━━ DOCUMENT EXTRACT

3. Use “site:” and “intitle:” to reverse engineer competitor focus
You do not need paid keyword exports to map what a competitor is betting on.
Pick your top 3 competitors (that you found from GSC or SERPs, like @shizuka suggested) and in Google:
site:competitor.com intitle:'best'site:competitor.com intitle:'vs'site:competitor.com 'how to'site:competitor.com 'review'
This gives you:
- Their money pages (best, vs, review)
- Their top-of-funnel tutorial content (how to)
You then:
- List all topics where:
- They have content
- The current SERP shows at least one weak result
- Ignore exact volumes. Prioritize:
- Clear problem / product fit
- Pages where you can be more specific or local
No third party tool, just advanced operators.
4. Copy their format, not just their keyword
This is where I politely disagree a bit with only thinking in terms of topics vs keywords.
You still want to notice format patterns:
- Are “comparison tables” dominating your niche?
- Are “X vs Y vs Z” posts ranking for tons of long tails?
- Are checklists / templates driving links?
Free tools do not show you this. Manual pattern spotting does.
Workflow:
- Open top 10 results for a candidate topic.
- Note recurring patterns:
- List posts with numbers
- Very long guides
- Tool comparisons
- Short answers with strong FAQ schema
- If you see:
- Everyone using one format
- And one or two doing it obviously better
- But still horrible UX or out of date
Then you have a shot at outranking with the same format, cleaned up and refreshed.

━━━━

- **DIRECTIONS**:
1. In the competitor research post, how many competitors are you told to pick?
2. Could you copy the competitor research post word for word, starting with "Free tools do" and going on through "up and refreshed."?
3. Which recurring patterns does the competitor research post say to note after opening the top 10 results for a candidate topic?
The material after this point stands apart from the competitor research post.

━━ MATERIAL

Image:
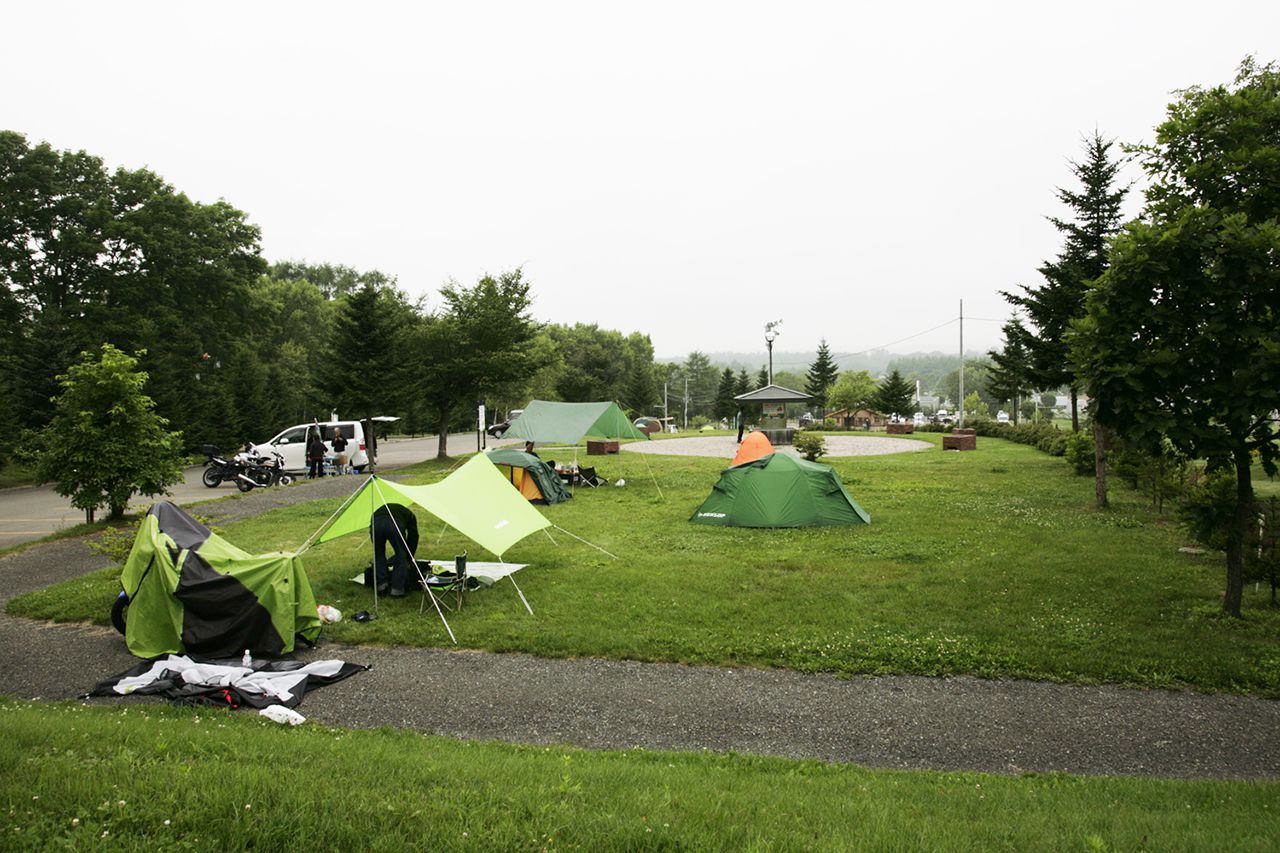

━━━━

- **RESPONSES FOR EACH TASK**:
1. Your top 3 competitors.

2.
Free tools do not show you this. Manual pattern spotting does.
Workflow:
- Open top 10 results for a candidate topic.
- Note recurring patterns:
- List posts with numbers
- Very long guides
- Tool comparisons
- Short answers with strong FAQ schema
- If you see:
- Everyone using one format
- And one or two doing it obviously better
- But still horrible UX or out of date
Then you have a shot at outranking with the same format, cleaned up and refreshed.

3.
- List posts with numbers
- Very long guides
- Tool comparisons
- Short answers with strong FAQ schema